Document text
\documentclass[reqno]{amsart}
\usepackage{hyperref}

\AtBeginDocument{{\noindent\small
\emph{Electronic Journal of Differential Equations},
Vol. 2011 (2011), No. 06, pp. 1--7.\newline
ISSN: 1072-6691. URL: http://ejde.math.txstate.edu or http://ejde.math.unt.edu
\newline ftp ejde.math.txstate.edu}
\thanks{\copyright 2011 Texas State University - San Marcos.}
\vspace{9mm}}

\begin{document}
\title[\hfilneg EJDE-2011/06\hfil A regularity criterio]
{A regularity criterion for the Navier-Stokes equations in terms
of the horizontal derivatives of the two velocity components}

\author[W. Chen, S. Gala\hfil EJDE-2011/06\hfilneg]
{Wenying Chen, Sadek Gala}  % in alphabetical order

\address{Wenying Chen \newline
 College of Mathematics and Computer Science, 
 Chongqing Three Gorges University,
 Wanzhou 404000, Chongqing, China}
\email{wenyingchenmath@gmail.com}

\address{Sadek Gala \newline
 Department of Mathematics, University of Mostaganem,
 Box 227, Mostaganem 27000, Algeria}
\email{sadek.gala@gmail.com}

\thanks{Submitted October 18, 2010. Published January 12, 2011.}
\subjclass[2000]{35Q30, 76F65}
\keywords{Navier-Stokes equations; Leray-Hopf weak solutions;
\hfill\break\indent regularity criterion}

\begin{abstract}
 In this article, we consider the regularity for weak solutions
 to the Navier-Stokes equations in $\mathbb{R}^3$.

Data
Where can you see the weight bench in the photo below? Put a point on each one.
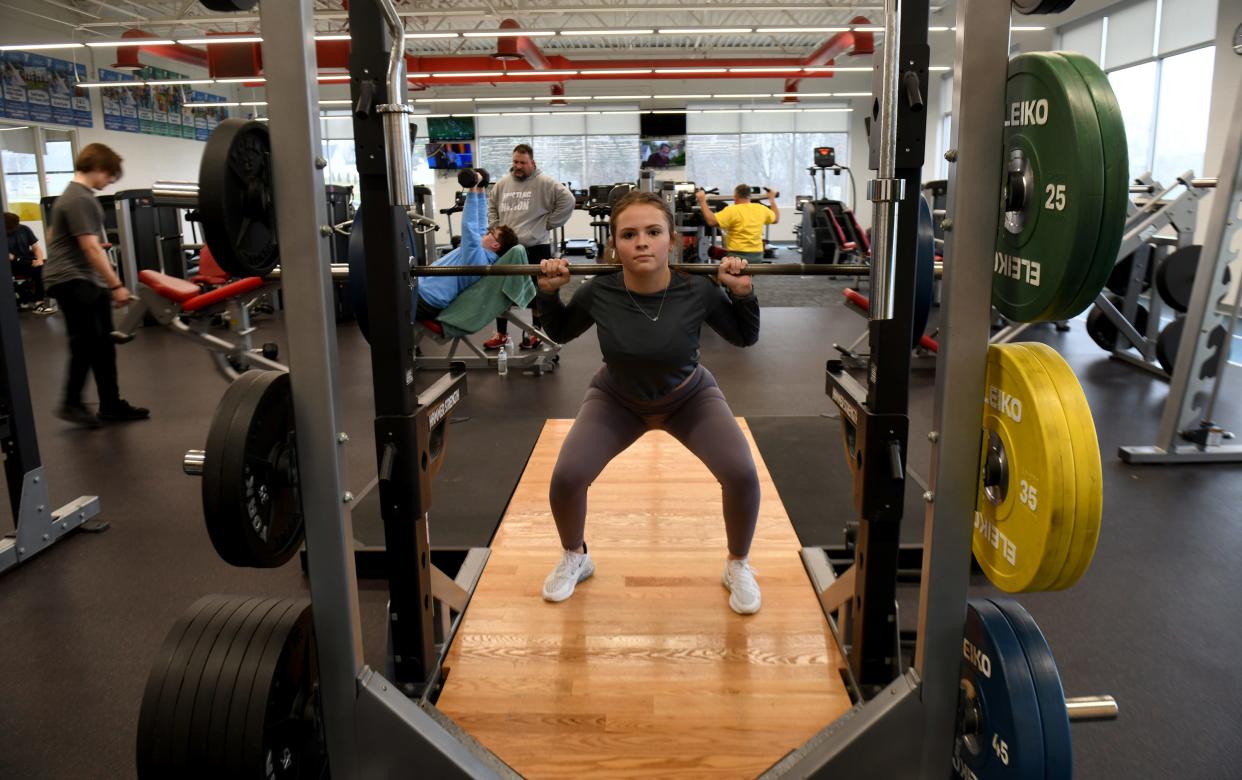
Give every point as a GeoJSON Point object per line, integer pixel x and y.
{"type": "Point", "coordinates": [462, 350]}
{"type": "Point", "coordinates": [168, 299]}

Problem 1
Answer these questions about the Navier-Stokes article, one line each:
(a) Which university lists Sadek Gala in its Department of Mathematics?
(b) On what date was the article submitted?
(c) Which subject classification codes are given?
Problem 2
Carry on the Navier-Stokes article source from its last line.

Output 1
(a) The University of Mostaganem
(b) October 18, 2010
(c) 35Q30 and 76F65

Output 2
 It is proved that if the horizontal derivatives of the two
 velocity components
 \[
 \nabla _h\widetilde{u}\in  L^{2/(2-r)}(0,T;\dot{\mathcal{M}}_{2,3/r}
 (\mathbb{R}^3)),\quad \text{for }0<r<1,
 \]
 then the weak solution is actually strong, where
 $\dot{\mathcal{M}} _{2,3/r}$ is the critical Morrey-Campanato
 space and $\widetilde{u} =(u_1,u_2,0)$,
 $\nabla_h\widetilde{u}=(\partial _1u_1,\partial _2u_2,0)$.
\end{abstract}

\maketitle
\numberwithin{equation}{section}
\newtheorem{theorem}{Theorem}[section]
\newtheorem{lemma}[theorem]{Lemma}
\newtheorem{definition}[theorem]{Definition}


\section{Introduction}

We consider the following Cauchy problem for the incompressible
Navier-Stokes equations in $\mathbb{R}^3\times (0,T)$,
\begin{equation}
\begin{gathered}
\partial _{t}u+(u \cdot \nabla )u+\nabla p=\Delta u, \\
\nabla .u=0, \\
u(x,0)=u_{0}(x),
\end{gathered}  \label{eq1.1}
\end{equation}
where $u=(u_1,u_2,u_3)$ is the velocity field, $p(x,t)$ is a
scalar pressure, and $u_{0}(x)$ with $\nabla .u_{0}=0$ in the
sense of distribution is the initial velocity field.

Although a global weak solution of \eqref{eq1.1} was first
constructed by Leray~\cite{Le} in 1934, the fundamental problem on
uniqueness and regularity of weak solutions still remains open,
although huge contributions have been made in an effort to
understand regularities of the weak solution. It is well-known
that regularity can be persistent under certain condition, which
was introduced in the celebrated work of Serrin \cite{Se}, and can
be described as follows (see also Struwe \cite{Str}).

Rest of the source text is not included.